» **ページ抜粋**:

最終予選の相手に対して、流れの中で点を取るのはそうたやすくはありません。セットプレーでの得点力は非常に重要となります。その意味で清武を使わないという選択肢はわたし的には有り得ません。この部分ももう一度よく考えて欲しいですね。ハッキリ言ってセットプレーからの得点を放棄していると捉えられても致し方ないのではないでしょうか。
そしてもう一つ重要なのが長谷部誠とコンビを組むボランチの問題です。
UAE戦では大島僚太を使ってPK献上してしまうという展開となりました。タイ戦では山口蛍を使ってきましたね。一見これで良かったように見えますが、果たしてそうでしょうか。
山口、長谷部コンビだと確かに中盤の守備は安定します。しかしボランチからのパスの供給は著しく質量ともに低下してしまいます。タイ戦でそれが目立たなかったのは、タイが日本のボランチがボールを持ったところでそれ程プレッシャーをかけてこなかったからです。
プレッシャーが無いので前にボールを運べましたが、普通のアウェー戦ならばああも簡単にボールを持たせてはもらえません。パスの出どころにも厳しいチェックが行くのでパスコースを探すのも難しいですし。山口、長谷部コンビで前線にボールを供給できない試合は既に何試合か経験しているはずなんですけどね。
とはいえハリルはもう大島を使う事は無さそうですし、候補がいるとすれば柏木陽介の起用という事になるのでしょうが、このタイ戦の結果によって次のイラク、オーストラリアの10月2連戦も長谷部と山口のコンビで行きそうな気がしますね。イラクはともかくとして、オーストラリア相手にこのコンビで効果的な攻撃が出来るのか?わたしは出来ないと思いますね。
スコアレスドロー上等!!の戦術としてはアリなのでしょうが、点を取って勝ち点3を取るというプランであれば、長谷部・山口コンビは無しだと思います。特にオーストラリア戦は。
サウジアラビアの3得点全てPKという離れ業と日本のUAE戦での世紀の大誤審で考えるべき事
これで最終予選を各国2試合づつ消化したのですが、やはり気になるのが審判ですね。
特にサウジアラビアの2勝0敗の内容は非常に気になります。初戦のタイ戦では試合終了間際のPKで1-0勝ち。2戦目のイラク戦でも0-1とリードされてからの後半36分以降に立て続けに2本のPK獲得で2-1勝利。特にタイ戦でのPK勝利はタイには非常に気の毒でしたね。タイのPKは取ってもらえなかっただけに特に。タイ国内ではこの試合に対する審判の買収疑惑がファンの間で渦巻いていると言われています。
サウジアラビアのここまでの戦いぶりとUAE対日本の試合を見ると、やはり最終予選くらいは最もフェアな笛を吹くと言われているヨーロッパの審判に吹いてもらうという必要性を真剣に考えなければならないのではないかという事です。ちなみに、日本対UAE、サウジアラビア対イラク、この2試合のレフェリーはカタールの審判です。

» **保存データ**:
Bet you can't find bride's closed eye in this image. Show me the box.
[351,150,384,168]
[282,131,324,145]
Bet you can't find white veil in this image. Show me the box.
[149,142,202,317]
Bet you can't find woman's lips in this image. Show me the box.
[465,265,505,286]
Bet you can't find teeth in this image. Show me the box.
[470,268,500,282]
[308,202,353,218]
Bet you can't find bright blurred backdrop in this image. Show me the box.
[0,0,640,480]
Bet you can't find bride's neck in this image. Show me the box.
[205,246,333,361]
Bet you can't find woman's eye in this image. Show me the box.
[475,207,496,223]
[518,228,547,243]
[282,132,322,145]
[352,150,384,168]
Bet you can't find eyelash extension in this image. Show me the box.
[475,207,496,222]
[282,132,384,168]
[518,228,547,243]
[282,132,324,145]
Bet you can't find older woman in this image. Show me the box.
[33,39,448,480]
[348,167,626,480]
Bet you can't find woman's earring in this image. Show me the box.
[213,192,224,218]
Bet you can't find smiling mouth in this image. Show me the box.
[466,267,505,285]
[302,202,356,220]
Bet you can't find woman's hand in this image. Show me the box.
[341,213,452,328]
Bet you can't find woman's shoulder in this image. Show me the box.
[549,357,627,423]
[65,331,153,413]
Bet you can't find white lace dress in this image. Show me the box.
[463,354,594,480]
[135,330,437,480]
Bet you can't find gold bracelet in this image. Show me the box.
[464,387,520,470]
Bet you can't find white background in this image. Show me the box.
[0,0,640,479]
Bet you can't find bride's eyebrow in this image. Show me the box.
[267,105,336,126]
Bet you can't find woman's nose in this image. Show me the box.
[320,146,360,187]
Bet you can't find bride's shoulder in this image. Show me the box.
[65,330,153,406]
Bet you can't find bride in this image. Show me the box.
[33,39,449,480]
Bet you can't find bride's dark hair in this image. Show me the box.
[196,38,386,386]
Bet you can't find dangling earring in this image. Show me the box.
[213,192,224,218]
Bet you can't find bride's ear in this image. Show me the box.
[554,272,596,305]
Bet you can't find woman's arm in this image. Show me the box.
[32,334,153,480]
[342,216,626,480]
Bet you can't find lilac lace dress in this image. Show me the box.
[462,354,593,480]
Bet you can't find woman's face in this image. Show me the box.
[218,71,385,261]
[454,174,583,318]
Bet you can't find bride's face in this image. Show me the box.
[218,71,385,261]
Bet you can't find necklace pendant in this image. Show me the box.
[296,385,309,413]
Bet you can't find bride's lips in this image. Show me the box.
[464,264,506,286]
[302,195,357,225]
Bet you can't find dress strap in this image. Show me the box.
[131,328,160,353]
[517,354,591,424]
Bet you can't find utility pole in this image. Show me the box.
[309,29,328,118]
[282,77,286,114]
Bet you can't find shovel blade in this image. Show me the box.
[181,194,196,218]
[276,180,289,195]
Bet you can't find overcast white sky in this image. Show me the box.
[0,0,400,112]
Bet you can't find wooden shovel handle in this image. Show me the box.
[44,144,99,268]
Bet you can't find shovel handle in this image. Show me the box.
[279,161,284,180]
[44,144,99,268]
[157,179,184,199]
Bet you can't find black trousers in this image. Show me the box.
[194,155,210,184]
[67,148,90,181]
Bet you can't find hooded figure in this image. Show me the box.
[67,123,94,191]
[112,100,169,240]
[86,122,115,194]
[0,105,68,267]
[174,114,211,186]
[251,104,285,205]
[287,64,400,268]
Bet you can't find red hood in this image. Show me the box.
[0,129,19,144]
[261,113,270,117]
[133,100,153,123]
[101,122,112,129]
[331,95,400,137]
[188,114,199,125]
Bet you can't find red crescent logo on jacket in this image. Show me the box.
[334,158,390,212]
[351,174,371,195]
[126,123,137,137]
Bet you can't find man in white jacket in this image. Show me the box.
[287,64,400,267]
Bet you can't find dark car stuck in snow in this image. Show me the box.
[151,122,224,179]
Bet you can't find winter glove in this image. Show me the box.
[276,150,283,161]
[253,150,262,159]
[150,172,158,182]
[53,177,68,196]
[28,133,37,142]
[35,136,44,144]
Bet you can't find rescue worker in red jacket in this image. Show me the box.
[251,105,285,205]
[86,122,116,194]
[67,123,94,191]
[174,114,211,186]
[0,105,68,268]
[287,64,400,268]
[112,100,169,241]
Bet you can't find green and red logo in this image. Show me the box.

» **作業内容**:
1/ 上のページ抜粋から、「そしてもう一つ重要なのが長谷部誠とコンビを組むボランチの問題です。」を含む語句で始まり「をかけてこなかったからです。」で終わる部分をそのまま出力してください。
2/ 上のページ抜粋に出てくる人名を、初出の表記ですべて挙げよ。
3/ 次の(a)〜(c)がページ抜粋の内容と合っているか、それぞれ「はい」か「いいえ」で答え、判断の根拠となる本文の語句をそのまま引用せよ。
(a) 日本対UAEの試合のレフェリーはカタールの審判だった。
(b) サウジアラビアはイラク戦で先制点を挙げた。
(c) タイ戦で日本は大島僚太を起用した。

» **想定出力**:
1/
そしてもう一つ重要なのが長谷部誠とコンビを組むボランチの問題です。
UAE戦では大島僚太を使ってPK献上してしまうという展開となりました。タイ戦では山口蛍を使ってきましたね。一見これで良かったように見えますが、果たしてそうでしょうか。
山口、長谷部コンビだと確かに中盤の守備は安定します。しかしボランチからのパスの供給は著しく質量ともに低下してしまいます。タイ戦でそれが目立たなかったのは、タイが日本のボランチがボールを持ったところでそれ程プレッシャーをかけてこなかったからです。

2/ 清武、長谷部誠、大島僚太、山口蛍、柏木陽介、ハリル

3/
(a) はい:「日本対UAE、サウジアラビア対イラク、この2試合のレフェリーはカタールの審判です」
(b) いいえ:「0-1とリードされてからの後半36分以降に立て続けに2本のPK獲得で2-1勝利」
(c) いいえ:「タイ戦では山口蛍を使ってきましたね」